### Extracted information
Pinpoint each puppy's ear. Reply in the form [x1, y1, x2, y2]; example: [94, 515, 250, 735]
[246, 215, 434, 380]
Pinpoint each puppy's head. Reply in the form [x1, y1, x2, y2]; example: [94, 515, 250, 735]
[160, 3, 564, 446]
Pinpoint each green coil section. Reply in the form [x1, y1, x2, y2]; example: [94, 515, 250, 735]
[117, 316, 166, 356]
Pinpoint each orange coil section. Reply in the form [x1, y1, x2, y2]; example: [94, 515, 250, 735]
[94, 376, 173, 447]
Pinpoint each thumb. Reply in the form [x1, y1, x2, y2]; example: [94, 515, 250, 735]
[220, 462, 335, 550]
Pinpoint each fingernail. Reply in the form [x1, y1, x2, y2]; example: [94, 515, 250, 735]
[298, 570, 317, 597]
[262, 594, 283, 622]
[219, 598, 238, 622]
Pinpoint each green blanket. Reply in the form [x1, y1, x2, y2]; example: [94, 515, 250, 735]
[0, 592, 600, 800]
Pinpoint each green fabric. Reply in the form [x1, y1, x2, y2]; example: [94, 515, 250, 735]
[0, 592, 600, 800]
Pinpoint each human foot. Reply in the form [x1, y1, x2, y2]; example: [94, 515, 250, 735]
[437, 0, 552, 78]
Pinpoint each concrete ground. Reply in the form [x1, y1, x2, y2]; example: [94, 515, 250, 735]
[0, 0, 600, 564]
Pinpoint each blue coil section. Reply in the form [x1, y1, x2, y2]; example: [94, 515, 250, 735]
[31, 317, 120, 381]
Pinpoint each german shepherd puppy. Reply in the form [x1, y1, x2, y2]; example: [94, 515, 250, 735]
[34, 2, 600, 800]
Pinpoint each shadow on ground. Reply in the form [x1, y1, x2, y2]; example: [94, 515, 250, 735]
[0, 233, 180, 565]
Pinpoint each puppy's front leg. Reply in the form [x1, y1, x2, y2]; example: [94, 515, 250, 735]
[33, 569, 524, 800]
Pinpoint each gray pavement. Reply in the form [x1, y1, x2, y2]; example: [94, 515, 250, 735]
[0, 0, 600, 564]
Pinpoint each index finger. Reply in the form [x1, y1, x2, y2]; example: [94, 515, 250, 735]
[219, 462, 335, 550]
######
| Written instruction |
Output all of the entries above verbatim, reproducing every line without any change.

| Output of the task |
Pinpoint each puppy's ear. Reply in the form [x1, y1, x2, y2]; example: [94, 515, 250, 735]
[246, 215, 434, 380]
Pinpoint each puppy's head. Reply in the form [x1, y1, x2, y2]; example: [94, 515, 250, 735]
[160, 3, 564, 446]
Pinpoint each green coil section. Reply in the form [x1, y1, x2, y2]; example: [94, 515, 250, 735]
[117, 316, 166, 356]
Pinpoint each orange coil section. Reply in the form [x1, y1, x2, y2]; example: [94, 515, 250, 735]
[94, 376, 173, 447]
Pinpoint each thumb. Reply in the form [x1, y1, x2, y2]; example: [94, 515, 250, 735]
[220, 462, 335, 550]
Pinpoint each fingernail. Reply in the form [x1, y1, x2, y2]; example: [94, 515, 250, 735]
[298, 570, 317, 597]
[262, 594, 283, 622]
[219, 598, 238, 622]
Pinpoint each green blanket. Reply in the form [x1, y1, x2, y2]; example: [94, 515, 250, 735]
[0, 592, 600, 800]
Pinpoint each green fabric. Reply in the form [x1, y1, x2, y2]; example: [94, 515, 250, 735]
[0, 592, 600, 800]
Pinpoint each human foot. Reply in the form [x1, y1, x2, y2]; example: [94, 515, 250, 735]
[437, 0, 552, 78]
Pinpoint each concrete ground. Reply in the form [x1, y1, x2, y2]; example: [94, 515, 250, 735]
[0, 0, 600, 564]
Pinpoint each blue coil section. Reply in the form [x1, y1, x2, y2]; example: [94, 515, 250, 735]
[31, 317, 120, 381]
Pinpoint each german shepherd puppy. Reply in the form [x1, y1, x2, y2]; example: [94, 515, 250, 735]
[34, 2, 600, 800]
Pinpoint each shadow on ground. Reply in the form [x1, y1, x2, y2]; example: [94, 515, 250, 735]
[0, 233, 180, 565]
Pinpoint each puppy's front leg. Reply in the form [x1, y1, x2, y2]; example: [94, 515, 250, 735]
[33, 569, 524, 800]
Pinpoint each gray pavement. Reply in the form [x1, y1, x2, y2]; example: [94, 515, 250, 735]
[0, 0, 600, 564]
Pinpoint each index finger. Reply in the form [x1, y1, x2, y2]; example: [94, 515, 250, 735]
[219, 462, 335, 550]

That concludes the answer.